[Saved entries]
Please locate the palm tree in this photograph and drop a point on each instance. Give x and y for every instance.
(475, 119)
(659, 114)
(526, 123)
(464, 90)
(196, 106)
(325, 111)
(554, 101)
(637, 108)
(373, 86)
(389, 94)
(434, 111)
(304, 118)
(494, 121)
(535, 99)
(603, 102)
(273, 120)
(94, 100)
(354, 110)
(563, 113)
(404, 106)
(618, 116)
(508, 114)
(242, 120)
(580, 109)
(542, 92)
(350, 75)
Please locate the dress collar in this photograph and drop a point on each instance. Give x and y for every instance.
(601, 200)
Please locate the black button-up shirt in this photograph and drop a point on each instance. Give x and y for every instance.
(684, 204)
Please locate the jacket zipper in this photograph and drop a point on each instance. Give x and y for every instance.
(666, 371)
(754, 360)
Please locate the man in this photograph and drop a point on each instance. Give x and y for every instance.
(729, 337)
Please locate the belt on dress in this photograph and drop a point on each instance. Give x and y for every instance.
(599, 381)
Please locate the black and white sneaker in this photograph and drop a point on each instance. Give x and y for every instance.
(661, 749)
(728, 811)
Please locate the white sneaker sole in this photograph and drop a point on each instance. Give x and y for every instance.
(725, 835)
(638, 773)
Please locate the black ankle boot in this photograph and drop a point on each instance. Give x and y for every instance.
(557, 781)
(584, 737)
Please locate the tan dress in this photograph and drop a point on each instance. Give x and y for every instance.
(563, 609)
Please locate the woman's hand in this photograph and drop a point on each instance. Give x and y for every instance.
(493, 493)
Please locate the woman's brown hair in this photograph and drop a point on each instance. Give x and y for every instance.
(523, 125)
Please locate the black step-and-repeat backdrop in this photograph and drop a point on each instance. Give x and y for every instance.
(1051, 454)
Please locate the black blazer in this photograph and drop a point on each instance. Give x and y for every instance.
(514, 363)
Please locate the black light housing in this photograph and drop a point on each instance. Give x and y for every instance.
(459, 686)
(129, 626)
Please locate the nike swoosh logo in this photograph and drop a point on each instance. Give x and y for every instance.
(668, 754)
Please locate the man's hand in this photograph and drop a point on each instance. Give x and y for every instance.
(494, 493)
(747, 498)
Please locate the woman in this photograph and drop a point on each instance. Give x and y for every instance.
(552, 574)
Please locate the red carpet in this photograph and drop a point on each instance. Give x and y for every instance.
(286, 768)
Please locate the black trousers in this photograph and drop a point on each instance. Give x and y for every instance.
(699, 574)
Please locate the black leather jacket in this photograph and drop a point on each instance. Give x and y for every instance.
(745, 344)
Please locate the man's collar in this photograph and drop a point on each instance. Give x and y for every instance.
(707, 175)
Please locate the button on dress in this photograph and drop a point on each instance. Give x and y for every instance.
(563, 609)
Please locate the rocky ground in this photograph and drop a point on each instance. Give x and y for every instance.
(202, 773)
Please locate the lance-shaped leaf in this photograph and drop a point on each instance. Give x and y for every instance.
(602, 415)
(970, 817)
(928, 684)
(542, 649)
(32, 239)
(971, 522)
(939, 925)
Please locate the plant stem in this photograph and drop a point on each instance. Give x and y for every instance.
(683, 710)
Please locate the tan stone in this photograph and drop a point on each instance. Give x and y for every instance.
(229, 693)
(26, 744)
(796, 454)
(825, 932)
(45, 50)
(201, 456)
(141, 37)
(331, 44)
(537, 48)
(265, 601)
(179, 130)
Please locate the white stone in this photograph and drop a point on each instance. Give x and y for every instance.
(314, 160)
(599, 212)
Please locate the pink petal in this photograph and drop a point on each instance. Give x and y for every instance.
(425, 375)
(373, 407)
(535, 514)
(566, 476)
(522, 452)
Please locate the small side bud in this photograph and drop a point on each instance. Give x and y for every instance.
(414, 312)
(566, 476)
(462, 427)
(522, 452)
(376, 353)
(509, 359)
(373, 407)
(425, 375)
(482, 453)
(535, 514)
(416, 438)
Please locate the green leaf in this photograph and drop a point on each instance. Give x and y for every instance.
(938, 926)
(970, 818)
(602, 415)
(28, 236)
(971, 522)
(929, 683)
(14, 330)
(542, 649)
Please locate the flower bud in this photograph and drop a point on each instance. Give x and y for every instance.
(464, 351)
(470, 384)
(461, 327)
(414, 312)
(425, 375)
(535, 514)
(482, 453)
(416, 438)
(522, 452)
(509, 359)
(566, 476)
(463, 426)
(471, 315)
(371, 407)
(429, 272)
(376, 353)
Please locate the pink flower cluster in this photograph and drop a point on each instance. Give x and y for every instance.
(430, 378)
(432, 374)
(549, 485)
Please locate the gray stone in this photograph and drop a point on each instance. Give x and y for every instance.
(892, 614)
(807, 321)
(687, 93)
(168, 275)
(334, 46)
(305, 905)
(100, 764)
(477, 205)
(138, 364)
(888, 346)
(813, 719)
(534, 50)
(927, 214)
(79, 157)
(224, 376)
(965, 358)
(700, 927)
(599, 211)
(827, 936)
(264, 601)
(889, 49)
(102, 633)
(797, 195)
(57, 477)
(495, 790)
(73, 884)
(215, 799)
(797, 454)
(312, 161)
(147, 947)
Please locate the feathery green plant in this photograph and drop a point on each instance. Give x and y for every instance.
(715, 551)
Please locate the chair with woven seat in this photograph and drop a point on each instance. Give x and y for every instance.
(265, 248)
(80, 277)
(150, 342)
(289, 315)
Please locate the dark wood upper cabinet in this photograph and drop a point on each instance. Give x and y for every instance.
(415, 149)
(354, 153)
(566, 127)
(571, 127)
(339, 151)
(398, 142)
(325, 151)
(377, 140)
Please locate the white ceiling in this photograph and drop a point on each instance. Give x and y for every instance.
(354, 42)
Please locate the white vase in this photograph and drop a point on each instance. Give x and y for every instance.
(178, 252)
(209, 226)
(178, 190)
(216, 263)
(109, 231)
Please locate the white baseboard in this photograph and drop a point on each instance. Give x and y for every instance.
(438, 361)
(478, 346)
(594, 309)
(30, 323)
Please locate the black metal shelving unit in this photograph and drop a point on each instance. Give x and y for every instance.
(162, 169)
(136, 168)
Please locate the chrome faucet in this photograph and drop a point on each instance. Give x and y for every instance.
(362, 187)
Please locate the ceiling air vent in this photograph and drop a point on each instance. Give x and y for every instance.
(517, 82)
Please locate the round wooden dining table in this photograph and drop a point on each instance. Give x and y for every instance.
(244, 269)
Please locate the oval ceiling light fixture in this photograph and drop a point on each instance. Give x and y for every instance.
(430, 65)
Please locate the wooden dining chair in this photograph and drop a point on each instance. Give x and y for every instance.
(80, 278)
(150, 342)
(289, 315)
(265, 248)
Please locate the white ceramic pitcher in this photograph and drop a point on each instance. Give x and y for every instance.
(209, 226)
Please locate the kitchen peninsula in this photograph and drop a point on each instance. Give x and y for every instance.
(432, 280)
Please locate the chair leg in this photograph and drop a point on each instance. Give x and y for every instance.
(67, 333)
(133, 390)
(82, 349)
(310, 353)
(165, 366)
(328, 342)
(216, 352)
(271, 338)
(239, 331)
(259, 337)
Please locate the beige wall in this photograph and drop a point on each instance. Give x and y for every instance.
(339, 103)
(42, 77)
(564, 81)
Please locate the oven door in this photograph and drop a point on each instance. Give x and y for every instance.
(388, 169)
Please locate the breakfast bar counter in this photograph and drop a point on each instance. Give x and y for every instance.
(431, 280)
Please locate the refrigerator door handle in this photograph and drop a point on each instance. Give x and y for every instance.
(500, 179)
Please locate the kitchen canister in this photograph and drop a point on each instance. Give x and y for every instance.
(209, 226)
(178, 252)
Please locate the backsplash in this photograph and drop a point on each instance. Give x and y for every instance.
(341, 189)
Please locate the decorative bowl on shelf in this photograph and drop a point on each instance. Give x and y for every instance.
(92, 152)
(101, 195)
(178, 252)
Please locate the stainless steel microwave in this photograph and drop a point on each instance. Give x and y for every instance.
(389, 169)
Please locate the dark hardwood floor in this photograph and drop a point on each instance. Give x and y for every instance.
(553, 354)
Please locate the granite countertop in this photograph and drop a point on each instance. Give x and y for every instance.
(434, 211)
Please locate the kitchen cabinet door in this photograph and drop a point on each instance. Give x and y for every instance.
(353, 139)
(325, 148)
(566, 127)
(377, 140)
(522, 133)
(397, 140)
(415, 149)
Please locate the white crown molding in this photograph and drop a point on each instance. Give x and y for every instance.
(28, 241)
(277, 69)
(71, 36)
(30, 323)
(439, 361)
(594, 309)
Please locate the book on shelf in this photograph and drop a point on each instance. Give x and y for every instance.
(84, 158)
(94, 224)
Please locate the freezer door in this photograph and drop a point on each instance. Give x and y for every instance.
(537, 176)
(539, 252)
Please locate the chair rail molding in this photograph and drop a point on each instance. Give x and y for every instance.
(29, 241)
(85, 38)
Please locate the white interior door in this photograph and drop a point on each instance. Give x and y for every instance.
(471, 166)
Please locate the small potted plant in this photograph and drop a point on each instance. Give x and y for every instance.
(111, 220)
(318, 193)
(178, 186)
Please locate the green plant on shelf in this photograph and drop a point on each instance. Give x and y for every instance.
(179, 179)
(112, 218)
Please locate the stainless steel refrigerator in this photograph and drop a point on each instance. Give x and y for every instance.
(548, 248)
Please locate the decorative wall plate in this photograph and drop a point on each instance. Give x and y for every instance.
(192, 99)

● YOUR GOAL
Once the line with "Please locate the stainless steel refrigerator" is located in the data above, repeat it and every later line through the end, exactly.

● WRITTEN ANSWER
Please locate the stainless steel refrigerator in this photograph and drop a point on each instance. Give x and y for every instance.
(548, 248)
Please locate the decorative wall plate in this photograph and drop a point on each instance. Give x and y for every instance.
(192, 99)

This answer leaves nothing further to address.